List every line below containing "combine".

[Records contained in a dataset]
- Opening Delimiter -
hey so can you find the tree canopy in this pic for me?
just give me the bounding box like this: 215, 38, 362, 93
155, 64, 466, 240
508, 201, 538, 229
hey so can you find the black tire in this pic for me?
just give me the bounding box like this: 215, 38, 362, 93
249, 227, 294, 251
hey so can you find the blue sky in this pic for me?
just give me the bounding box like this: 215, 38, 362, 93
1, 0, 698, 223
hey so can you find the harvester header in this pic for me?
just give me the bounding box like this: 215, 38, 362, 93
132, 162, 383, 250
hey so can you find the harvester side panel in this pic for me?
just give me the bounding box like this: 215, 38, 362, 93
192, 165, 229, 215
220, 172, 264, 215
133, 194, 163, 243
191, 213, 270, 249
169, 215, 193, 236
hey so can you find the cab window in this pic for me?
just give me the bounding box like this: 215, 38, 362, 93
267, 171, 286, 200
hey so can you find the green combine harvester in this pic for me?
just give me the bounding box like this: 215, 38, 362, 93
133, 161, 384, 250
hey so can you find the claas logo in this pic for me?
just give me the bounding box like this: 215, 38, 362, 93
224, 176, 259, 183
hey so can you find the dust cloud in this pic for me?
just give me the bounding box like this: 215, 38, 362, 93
- Closing Delimiter -
- Opening Delimiter -
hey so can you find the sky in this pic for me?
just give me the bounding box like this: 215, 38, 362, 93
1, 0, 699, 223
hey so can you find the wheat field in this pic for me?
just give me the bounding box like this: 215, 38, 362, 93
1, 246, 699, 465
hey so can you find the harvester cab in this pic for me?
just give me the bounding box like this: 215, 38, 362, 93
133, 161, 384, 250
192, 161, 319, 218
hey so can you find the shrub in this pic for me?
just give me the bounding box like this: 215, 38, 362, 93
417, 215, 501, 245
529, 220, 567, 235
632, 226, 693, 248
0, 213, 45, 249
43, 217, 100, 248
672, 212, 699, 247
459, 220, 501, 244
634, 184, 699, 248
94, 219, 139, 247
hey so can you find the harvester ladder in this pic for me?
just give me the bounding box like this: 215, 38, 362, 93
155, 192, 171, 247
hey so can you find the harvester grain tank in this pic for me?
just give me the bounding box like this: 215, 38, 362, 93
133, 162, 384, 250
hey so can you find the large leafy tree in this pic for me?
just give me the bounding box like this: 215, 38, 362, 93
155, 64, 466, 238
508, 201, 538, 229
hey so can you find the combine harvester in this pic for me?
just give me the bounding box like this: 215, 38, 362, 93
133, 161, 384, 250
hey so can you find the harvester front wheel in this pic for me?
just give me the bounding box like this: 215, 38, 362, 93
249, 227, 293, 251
- Closing Delimiter -
EXPECTED ANSWER →
hey so can you find the green combine harvester in this pic for me?
hey so can you find the combine harvester in this pic for me?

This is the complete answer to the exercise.